**PASSAGE PROVIDED:**
"""

The XCTest Target Membership Rule

The actual implementation files for your app should not be included with the Target Membership for your XCTest target.

xctest target membership

If you were to check the box next to TestStaticTests you would start to see this error in the Console when running your tests:

objc[14049]: Class ViewController is implemented in both <path cut>/ and <path cut>/TestStaticTests.xctest/TestStaticTests. One of the two will be used. Which one is undefined. 

The runtime for XCTest is telling you that it has found the same class defined in two places, the two targets for which you specified the file should be included. And furthermore, you’re also being told that the behavior with regard to which implementation is used will be “undefined.” The funny thing was, I actually found this error message to be misleading. I found that in practice, both copies of the implementation are actually used if you can believe that!

Here’s an in-depth question I posted on StackOverflow documenting the odd behavior I noticed, and included a sample project demonstrating it as well.


These past few weeks I’ve been working on an older project, specifically AWeber Stats. If you notice, that app hasn’t been updated since April 2015, that’s a while. As a result a lot of the dependencies were out of date, so one thing the team set out to do was update the dependencies, and CocoaPods seemed like a good place to start. We were previously on version 0.34.1 and planned to update to 1.0.1 (which at the time of this writing is the latest version). We use Ruby Gems to manage the dependency versions for CocoaPods specifically. This allows us to have per-project control of which version of CocoaPods end up being used. This gives us the reassurance that we must explicitly designate the desire to update a given project’s CocoaPod’s version, and thus accordingly test and verify the update.

"""

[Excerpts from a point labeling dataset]
"""

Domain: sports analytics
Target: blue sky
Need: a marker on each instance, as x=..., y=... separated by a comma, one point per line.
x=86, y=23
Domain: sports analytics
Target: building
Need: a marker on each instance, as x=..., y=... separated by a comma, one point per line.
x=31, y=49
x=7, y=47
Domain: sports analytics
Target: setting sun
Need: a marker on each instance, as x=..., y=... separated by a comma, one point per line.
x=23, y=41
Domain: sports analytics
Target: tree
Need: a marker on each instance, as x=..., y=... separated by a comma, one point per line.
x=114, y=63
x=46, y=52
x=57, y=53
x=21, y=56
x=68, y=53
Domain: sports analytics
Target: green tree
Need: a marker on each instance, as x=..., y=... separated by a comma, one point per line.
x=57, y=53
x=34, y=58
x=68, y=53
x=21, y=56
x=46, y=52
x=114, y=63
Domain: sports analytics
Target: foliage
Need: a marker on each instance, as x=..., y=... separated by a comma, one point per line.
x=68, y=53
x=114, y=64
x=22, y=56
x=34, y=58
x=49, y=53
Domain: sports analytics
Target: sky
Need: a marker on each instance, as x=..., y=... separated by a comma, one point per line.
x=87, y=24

"""
"""

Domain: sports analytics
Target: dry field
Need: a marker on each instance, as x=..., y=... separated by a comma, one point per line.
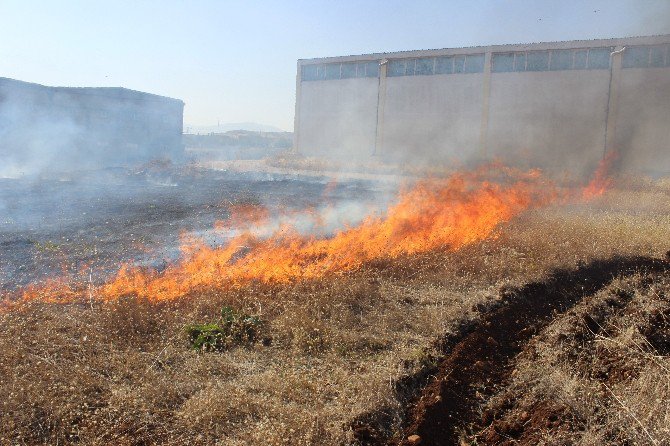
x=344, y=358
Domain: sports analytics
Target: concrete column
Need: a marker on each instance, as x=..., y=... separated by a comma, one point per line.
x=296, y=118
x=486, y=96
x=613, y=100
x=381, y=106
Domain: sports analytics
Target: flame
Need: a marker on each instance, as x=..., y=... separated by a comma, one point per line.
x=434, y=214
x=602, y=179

"""

**THE REQUEST:** Go on with the post about XCTest target membership and updating CocoaPods, picking up after its last sentence. The listing was drawn from a separate source.

**EXPECTED OUTPUT:**
I move forward with the update, bumping the version of CocoaPods to 1.0.1 as defined in our Gemfile. CocoaPods 1.0 actually defines a new schema for Podfiles so I subsequently migrated the Podfile to the new format, and successfully ran pod install. Everything has gone smoothly up to this point. Then I opened my Xcode workspace and attempt to run our test suite.

100s of failures.

In addition to the failures, I saw many instances of that Console warning from earlier:

...One of the two will be used. Which one is undefined.

Now the thing is, remember, at this point I hadn’t yet discovered the XCTest Target Membership Rule. And as it turns out, nearly every implementation file in the project for the app target, also existed in membership for the test target. And in fact, as I dusted the cobwebs off of my mind, and thought back to the original work on the project, I specifically remember needing to designate those implementation files as having membership in the test target. Specifically, it was errors like this that would appear of the class under test was not part of the test target:

Undefined symbols for architecture x86_64:
  "_OBJC_CLASS_$_MyArrayController", referenced from:
      objc-class-ref in MyArrayControllerTests.o

So where did the need to include that file with the test target go? Why was Xcode now telling me that I shouldn’t include these files with both targets?

Well I never got to the bottom of it. I have two guesses at this point: something either in Xcode, or in CocoaPods changed to modify the behavior how XCTest integrates with the classes under test.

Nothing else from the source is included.